◆ Текст
----------
Да, Грёз — это его художник, он достоин высокого признания, он воспевает истину и добродетель и осуждает порок, но как хорош Буше, у которого нет ни правды, ни нравственности! Уходя от его картин, нельзя не оглянуться; браня их, нельзя ими не восторгаться. «Какие краски! Какое разнообразие! Какое богатство вещей и сюжетов!» — восторгается Дидро, удивляясь тому, что у этого художника есть все, кроме правды. В картинах Буше, по мнению Дидро, преобладает бессмысленное нагромождение деталей; глядя на них, сознаешь всю их нелепость, и в то же время от картин невозможно оторвать глаз. Они приковывают к себе взор. К ним возвращаешься. «Эта странность так приятна, так неподражаема, и так редкостна эта нелепость! И сколько здесь воображения, эффекта, волшебства и легкости!» (3, 6, 41).
Итак, Дидро восхищается тем, что сам же считает бессмысленным и что не вызывает похвал с позиций нравственности. Как бы помимо своей воли Дидро вынужден допустить самостоятельность эстетического суждения: прекрасное — это не то, что истинно, и не то, что полезно, и не то, что нравственно… Хотя Буше не ставит своей целью воспевать добродетели и изобличать пороки, он с легкостью преодолевает все трудности живописи, и никто из художников лучше него не постиг искусство света и тени. Отмеченное противоречие в понимании прекрасного ясно сквозит в высказываниях Дидро об одной из картин Буше — «Рождество»: «Я был бы не прочь приобрести эту картину. Всякий раз, приходя ко мне, вы хулили бы ее, но все-таки любовались ею» (3, 6, 37). Буше — это «волшебный художник», хотя он не обладает ни одним из тех достоинств, которые присущи Грёзу и которые так высоко ценит Дидро. При разборе двух картин Буше — «Сон младенца Иисуса» и «Овчарня» — Дидро неожиданно приходит к выводу, что искусство может пренебречь истиной и тем не менее остаться искусством. Более того, именно потому, что искусство не стремится к истине, а, напротив, всегда каким-то образом связано с вымыслом, Буше в ответ на его упреки, что фигуры в картинах неправдоподобны, с полным правом мог бы, считает Дидро, ответить, что ему нет до этого никакого дела.
----------
Строки набора данных для указания на объекты:
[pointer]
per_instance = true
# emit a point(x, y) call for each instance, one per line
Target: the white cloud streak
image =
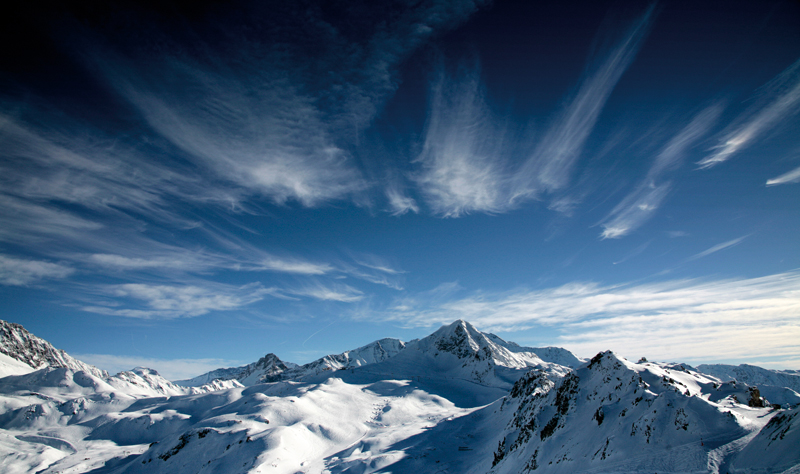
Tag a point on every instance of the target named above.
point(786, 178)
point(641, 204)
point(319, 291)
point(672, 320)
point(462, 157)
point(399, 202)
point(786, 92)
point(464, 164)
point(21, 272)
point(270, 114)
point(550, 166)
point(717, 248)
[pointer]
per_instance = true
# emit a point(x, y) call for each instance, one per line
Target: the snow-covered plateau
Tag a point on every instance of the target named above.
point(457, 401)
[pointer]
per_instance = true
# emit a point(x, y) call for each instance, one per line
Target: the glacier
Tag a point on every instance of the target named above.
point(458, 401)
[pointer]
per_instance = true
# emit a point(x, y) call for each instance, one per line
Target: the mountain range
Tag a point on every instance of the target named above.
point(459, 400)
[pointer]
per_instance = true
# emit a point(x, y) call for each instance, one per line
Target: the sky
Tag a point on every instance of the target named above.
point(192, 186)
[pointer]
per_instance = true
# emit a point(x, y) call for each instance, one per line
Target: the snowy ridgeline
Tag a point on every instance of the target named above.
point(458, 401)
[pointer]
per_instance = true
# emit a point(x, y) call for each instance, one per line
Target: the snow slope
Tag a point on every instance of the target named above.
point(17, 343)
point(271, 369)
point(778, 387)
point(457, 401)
----------
◆ Задание
Перепишите целиком и без изменений текст о суждениях Дидро о живописи Буше. Работайте только с текстом, не обращаясь к записям.

◆ Выполненное задание
Да, Грёз — это его художник, он достоин высокого признания, он воспевает истину и добродетель и осуждает порок, но как хорош Буше, у которого нет ни правды, ни нравственности! Уходя от его картин, нельзя не оглянуться; браня их, нельзя ими не восторгаться. «Какие краски! Какое разнообразие! Какое богатство вещей и сюжетов!» — восторгается Дидро, удивляясь тому, что у этого художника есть все, кроме правды. В картинах Буше, по мнению Дидро, преобладает бессмысленное нагромождение деталей; глядя на них, сознаешь всю их нелепость, и в то же время от картин невозможно оторвать глаз. Они приковывают к себе взор. К ним возвращаешься. «Эта странность так приятна, так неподражаема, и так редкостна эта нелепость! И сколько здесь воображения, эффекта, волшебства и легкости!» (3, 6, 41).
Итак, Дидро восхищается тем, что сам же считает бессмысленным и что не вызывает похвал с позиций нравственности. Как бы помимо своей воли Дидро вынужден допустить самостоятельность эстетического суждения: прекрасное — это не то, что истинно, и не то, что полезно, и не то, что нравственно… Хотя Буше не ставит своей целью воспевать добродетели и изобличать пороки, он с легкостью преодолевает все трудности живописи, и никто из художников лучше него не постиг искусство света и тени. Отмеченное противоречие в понимании прекрасного ясно сквозит в высказываниях Дидро об одной из картин Буше — «Рождество»: «Я был бы не прочь приобрести эту картину. Всякий раз, приходя ко мне, вы хулили бы ее, но все-таки любовались ею» (3, 6, 37). Буше — это «волшебный художник», хотя он не обладает ни одним из тех достоинств, которые присущи Грёзу и которые так высоко ценит Дидро. При разборе двух картин Буше — «Сон младенца Иисуса» и «Овчарня» — Дидро неожиданно приходит к выводу, что искусство может пренебречь истиной и тем не менее остаться искусством. Более того, именно потому, что искусство не стремится к истине, а, напротив, всегда каким-то образом связано с вымыслом, Буше в ответ на его упреки, что фигуры в картинах неправдоподобны, с полным правом мог бы, считает Дидро, ответить, что ему нет до этого никакого дела.